[Dataset entries]
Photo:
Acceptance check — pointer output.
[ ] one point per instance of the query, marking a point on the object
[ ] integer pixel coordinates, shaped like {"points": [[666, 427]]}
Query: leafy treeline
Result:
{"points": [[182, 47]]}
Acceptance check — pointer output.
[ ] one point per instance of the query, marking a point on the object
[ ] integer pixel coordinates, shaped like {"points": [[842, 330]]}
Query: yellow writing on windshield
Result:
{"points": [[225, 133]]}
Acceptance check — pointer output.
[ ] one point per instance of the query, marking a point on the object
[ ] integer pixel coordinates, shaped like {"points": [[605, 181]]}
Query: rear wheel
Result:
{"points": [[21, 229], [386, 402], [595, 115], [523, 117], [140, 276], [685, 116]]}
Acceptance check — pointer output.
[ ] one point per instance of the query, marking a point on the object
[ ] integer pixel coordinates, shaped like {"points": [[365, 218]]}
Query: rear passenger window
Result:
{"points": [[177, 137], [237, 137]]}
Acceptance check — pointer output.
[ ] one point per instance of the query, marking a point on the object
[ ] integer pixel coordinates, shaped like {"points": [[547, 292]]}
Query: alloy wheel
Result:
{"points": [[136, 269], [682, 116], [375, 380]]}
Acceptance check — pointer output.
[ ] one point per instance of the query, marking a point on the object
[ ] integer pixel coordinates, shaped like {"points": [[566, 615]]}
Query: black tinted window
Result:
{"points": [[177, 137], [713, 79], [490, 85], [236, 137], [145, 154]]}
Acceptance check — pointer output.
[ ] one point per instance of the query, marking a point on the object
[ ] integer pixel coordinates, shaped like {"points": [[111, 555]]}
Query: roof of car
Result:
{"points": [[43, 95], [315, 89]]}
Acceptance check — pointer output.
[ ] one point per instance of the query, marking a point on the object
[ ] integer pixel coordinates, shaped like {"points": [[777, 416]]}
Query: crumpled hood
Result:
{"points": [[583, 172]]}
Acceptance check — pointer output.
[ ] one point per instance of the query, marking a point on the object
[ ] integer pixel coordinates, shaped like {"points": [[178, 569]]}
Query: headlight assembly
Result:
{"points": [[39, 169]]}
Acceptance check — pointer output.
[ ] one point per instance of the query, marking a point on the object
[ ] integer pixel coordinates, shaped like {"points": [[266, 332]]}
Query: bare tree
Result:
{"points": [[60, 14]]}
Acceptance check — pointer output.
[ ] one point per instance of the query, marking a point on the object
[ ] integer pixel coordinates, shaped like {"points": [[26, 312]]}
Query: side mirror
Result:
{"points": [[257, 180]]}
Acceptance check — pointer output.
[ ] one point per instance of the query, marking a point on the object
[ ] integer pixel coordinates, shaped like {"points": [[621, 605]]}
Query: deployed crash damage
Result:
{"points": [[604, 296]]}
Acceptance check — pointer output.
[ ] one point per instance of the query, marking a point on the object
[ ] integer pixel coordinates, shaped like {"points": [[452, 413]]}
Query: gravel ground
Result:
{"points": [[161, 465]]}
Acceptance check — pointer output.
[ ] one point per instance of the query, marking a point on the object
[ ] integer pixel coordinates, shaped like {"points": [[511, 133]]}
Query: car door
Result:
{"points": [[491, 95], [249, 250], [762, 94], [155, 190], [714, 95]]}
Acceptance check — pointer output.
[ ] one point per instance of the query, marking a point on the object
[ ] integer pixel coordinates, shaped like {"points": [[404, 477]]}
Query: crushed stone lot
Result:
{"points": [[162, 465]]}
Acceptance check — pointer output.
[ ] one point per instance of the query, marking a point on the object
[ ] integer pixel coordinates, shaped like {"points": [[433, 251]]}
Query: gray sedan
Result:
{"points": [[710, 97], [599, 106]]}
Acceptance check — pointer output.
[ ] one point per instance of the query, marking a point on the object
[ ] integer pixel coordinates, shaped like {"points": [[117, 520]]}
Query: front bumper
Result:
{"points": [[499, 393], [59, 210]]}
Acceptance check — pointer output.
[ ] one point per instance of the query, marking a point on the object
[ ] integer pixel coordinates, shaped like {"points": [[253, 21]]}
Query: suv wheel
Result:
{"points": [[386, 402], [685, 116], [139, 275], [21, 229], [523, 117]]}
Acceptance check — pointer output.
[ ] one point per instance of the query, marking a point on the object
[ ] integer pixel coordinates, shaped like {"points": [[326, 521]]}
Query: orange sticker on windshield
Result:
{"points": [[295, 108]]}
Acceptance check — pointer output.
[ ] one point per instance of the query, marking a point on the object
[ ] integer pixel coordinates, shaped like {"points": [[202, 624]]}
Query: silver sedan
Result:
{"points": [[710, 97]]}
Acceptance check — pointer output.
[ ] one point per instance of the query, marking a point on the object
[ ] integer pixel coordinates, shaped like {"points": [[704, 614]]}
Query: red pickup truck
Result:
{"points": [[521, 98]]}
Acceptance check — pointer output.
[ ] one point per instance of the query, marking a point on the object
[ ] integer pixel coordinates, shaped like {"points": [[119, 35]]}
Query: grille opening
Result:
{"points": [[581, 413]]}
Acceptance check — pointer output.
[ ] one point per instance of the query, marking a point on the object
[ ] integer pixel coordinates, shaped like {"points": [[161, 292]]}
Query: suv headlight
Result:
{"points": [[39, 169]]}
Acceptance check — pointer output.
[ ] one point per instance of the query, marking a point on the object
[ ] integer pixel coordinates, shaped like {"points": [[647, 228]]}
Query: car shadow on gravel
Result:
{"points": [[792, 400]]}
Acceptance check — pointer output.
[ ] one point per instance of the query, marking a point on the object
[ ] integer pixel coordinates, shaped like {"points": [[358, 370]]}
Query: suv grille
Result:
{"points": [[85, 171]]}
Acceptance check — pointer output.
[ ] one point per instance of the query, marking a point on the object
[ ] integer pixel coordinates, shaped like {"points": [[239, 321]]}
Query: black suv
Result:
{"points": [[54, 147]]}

* _What to work on_:
Those lines of the records that contain the string "headlight" should be identified and copied.

* _Result for this exercise_:
Query: headlight assembly
Query: suv headlight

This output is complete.